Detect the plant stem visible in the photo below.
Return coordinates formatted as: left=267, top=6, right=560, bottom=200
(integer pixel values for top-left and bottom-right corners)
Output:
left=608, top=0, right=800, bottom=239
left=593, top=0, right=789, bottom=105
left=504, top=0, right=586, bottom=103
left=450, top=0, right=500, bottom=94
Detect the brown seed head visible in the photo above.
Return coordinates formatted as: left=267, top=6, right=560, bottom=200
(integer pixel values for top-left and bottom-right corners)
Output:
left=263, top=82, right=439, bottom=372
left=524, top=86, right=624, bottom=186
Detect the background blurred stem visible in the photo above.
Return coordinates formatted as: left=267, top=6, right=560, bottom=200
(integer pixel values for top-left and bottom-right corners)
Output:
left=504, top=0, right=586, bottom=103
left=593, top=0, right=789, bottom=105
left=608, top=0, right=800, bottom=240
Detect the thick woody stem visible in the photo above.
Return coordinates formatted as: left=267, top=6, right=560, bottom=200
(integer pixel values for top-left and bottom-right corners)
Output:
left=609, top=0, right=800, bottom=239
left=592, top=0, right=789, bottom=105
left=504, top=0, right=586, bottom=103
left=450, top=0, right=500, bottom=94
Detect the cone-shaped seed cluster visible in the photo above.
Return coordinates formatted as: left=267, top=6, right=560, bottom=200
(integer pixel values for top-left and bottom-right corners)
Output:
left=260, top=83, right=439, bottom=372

* * *

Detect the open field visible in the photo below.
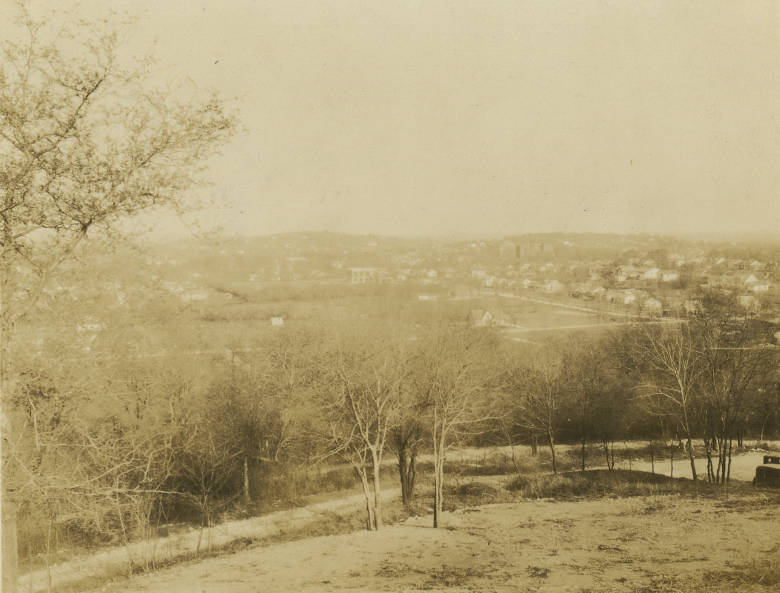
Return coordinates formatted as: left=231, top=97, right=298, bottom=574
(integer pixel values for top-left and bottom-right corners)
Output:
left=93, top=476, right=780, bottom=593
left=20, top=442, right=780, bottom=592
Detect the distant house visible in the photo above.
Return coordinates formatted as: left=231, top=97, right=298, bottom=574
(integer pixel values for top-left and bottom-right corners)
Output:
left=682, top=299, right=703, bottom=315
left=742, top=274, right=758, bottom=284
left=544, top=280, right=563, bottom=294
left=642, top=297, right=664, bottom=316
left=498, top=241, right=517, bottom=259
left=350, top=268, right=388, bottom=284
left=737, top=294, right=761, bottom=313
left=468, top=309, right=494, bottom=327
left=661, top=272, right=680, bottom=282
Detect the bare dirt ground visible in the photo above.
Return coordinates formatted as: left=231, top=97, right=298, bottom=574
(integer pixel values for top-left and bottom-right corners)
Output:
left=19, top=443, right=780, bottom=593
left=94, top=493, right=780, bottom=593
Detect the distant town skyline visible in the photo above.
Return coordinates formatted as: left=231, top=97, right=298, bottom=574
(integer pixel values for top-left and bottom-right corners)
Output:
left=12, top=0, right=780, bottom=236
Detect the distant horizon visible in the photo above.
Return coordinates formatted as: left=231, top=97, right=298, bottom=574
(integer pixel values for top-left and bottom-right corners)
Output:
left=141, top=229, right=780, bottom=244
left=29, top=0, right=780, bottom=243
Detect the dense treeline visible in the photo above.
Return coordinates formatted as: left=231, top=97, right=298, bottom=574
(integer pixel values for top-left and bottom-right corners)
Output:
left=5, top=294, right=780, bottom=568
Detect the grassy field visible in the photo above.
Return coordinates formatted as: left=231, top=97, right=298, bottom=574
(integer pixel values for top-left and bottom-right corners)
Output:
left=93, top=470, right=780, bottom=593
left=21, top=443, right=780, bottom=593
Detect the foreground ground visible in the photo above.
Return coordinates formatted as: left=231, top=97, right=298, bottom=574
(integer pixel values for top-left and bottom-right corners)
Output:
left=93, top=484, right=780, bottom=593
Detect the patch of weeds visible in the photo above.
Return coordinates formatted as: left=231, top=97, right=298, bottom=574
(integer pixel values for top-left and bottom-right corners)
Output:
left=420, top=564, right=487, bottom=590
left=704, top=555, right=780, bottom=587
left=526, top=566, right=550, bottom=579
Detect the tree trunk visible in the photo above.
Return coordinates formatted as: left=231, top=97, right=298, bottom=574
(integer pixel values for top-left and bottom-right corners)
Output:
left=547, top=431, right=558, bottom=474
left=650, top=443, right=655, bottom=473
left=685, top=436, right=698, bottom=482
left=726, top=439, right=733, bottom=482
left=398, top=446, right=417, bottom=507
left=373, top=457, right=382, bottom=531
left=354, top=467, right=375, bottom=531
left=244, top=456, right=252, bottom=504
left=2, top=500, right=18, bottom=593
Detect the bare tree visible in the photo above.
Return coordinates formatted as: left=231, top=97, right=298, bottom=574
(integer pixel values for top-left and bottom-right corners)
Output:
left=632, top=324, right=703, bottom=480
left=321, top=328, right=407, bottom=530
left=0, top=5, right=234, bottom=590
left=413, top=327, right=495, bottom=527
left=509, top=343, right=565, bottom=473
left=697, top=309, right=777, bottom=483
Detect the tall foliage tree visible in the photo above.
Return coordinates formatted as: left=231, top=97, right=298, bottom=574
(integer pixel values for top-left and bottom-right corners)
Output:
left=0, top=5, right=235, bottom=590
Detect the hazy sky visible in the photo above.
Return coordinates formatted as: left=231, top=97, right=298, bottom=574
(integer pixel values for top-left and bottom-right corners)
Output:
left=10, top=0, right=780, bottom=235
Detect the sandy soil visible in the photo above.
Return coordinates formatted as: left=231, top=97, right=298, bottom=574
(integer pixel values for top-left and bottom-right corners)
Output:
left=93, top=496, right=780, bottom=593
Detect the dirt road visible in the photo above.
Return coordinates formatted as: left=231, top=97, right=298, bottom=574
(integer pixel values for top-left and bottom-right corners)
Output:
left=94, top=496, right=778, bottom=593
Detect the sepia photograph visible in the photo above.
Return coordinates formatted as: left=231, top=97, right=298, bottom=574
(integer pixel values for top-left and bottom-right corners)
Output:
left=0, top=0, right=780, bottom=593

* * *

=== Instructions for the task ===
Rewrite everything in the material from the line containing "Detect the cone-shaped" down to the line containing "left=260, top=83, right=439, bottom=372", changing "seed cluster" to "seed pod" and leaving the rest untouched.

=== Result of the exercise ===
Detect the cone-shaped seed pod visible in the photo above.
Return coordinates formatted as: left=267, top=6, right=560, bottom=200
(integer pixel values for top-left and bottom-right corners)
Output:
left=260, top=83, right=439, bottom=372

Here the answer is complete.